## Begin Extract to read
[PATCH 3/3] KVM: Allow host IRQ sharing for passed-through PCI 2.3 devices

[Date Prev][Date Next][Thread Prev][Thread Next][Date Index][Thread Index]

 



From: Jan Kiszka <jan.kiszka@xxxxxxxxxxx>

PCI 2.3 allows to generically disable IRQ sources at device level. This
enables us to share IRQs of such devices between on the host side when
passing them to a guest.

Signed-off-by: Jan Kiszka <jan.kiszka@xxxxxxxxxxx>
---
 include/linux/kvm_host.h |    1 +
 virt/kvm/assigned-dev.c  |  153 +++++++++++++++++++++++++++++++++++++++++----
 2 files changed, 140 insertions(+), 14 deletions(-)

diff --git a/include/linux/kvm_host.h b/include/linux/kvm_host.h
index df5497f..fcdc849 100644
--- a/include/linux/kvm_host.h
+++ b/include/linux/kvm_host.h
@@ -473,6 +473,7 @@ struct kvm_assigned_dev_kernel {
 	unsigned int entries_nr;
 	int host_irq;
 	bool host_irq_disabled;
+	bool pci_2_3;
 	struct msix_entry *host_msix_entries;
 	int guest_irq;
 	struct kvm_guest_msix_entry *guest_msix_entries;
diff --git a/virt/kvm/assigned-dev.c b/virt/kvm/assigned-dev.c
index d3ddfea..411643c 100644
--- a/virt/kvm/assigned-dev.c
+++ b/virt/kvm/assigned-dev.c
@@ -55,10 +55,96 @@ static int find_index_from_host_irq(struct kvm_assigned_dev_kernel
 	return index;
 }
 
+/*
+ * Verify that the device supports Interrupt Disable bit in command register,
+ * per PCI 2.3, by flipping this bit and reading it back: this bit was readonly
+ * in PCI 2.2.
+ */
+static bool pci_2_3_supported(struct pci_dev *pdev)
+{
+	u16 orig, new;
+	bool supported = false;
+
+	pci_block_user_cfg_access(pdev);
+	pci_read_config_word(pdev, PCI_COMMAND, &orig);
+	pci_write_config_word(pdev, PCI_COMMAND,
+			      orig ^ PCI_COMMAND_INTX_DISABLE);
+	pci_read_config_word(pdev, PCI_COMMAND, &new);
+	
+	/*
+	 * There's no way to protect against
+	 * hardware bugs or detect them reliably, but as long as we know
+	 * what the value should be, let's go ahead and check it.
+	 */
+	if ((new ^ orig) & ~PCI_COMMAND_INTX_DISABLE) {
+		dev_err(&pdev->dev, "Command changed from 0x%x to 0x%x: "
+			"driver or HW bug?\n", orig, new);
+		goto out;
+	}
+	if (!((new ^ orig) & PCI_COMMAND_INTX_DISABLE)) {
+		dev_warn(&pdev->dev, "Device does not support "
+			 "disabling interrupts: unable to bind.\n");
+		goto out;
+	}
+	supported = true;
+
+	/* Now restore the original value. */
+	pci_write_config_word(pdev, PCI_COMMAND, orig);
+
+out:
+	pci_unblock_user_cfg_access(pdev);
+	return supported;
+}
+
+static void
+pci_2_3_mask_irq(struct pci_dev *dev, int mask, unsigned int *irq_status)
## End Extract to read
### Objective
Update the passage of the KVM patch starting with "[PATCH 3/3] KVM: Allow" and going on through "to a guest." so that "virtual machine" replaces "guest", and write out the result. Nothing here depends on the listing.
## Begin Available data
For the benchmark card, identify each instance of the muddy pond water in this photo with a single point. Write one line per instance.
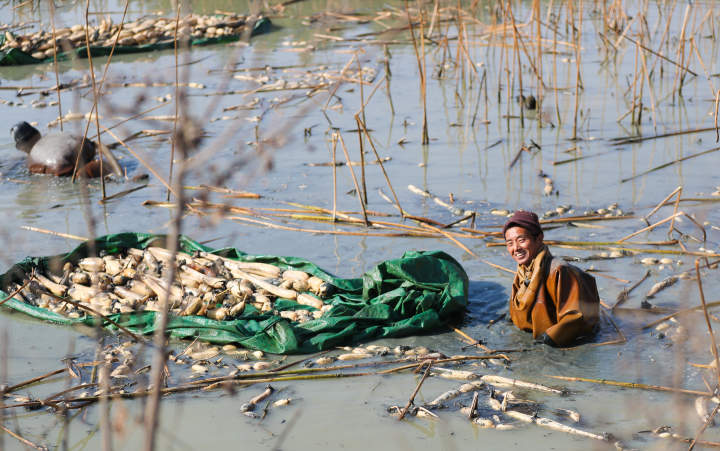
(268, 127)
## End Available data
### Correct response
[PATCH 3/3] KVM: Allow host IRQ sharing for passed-through PCI 2.3 devices

[Date Prev][Date Next][Thread Prev][Thread Next][Date Index][Thread Index]

 



From: Jan Kiszka <jan.kiszka@xxxxxxxxxxx>

PCI 2.3 allows to generically disable IRQ sources at device level. This
enables us to share IRQs of such devices between on the host side when
passing them to a virtual machine.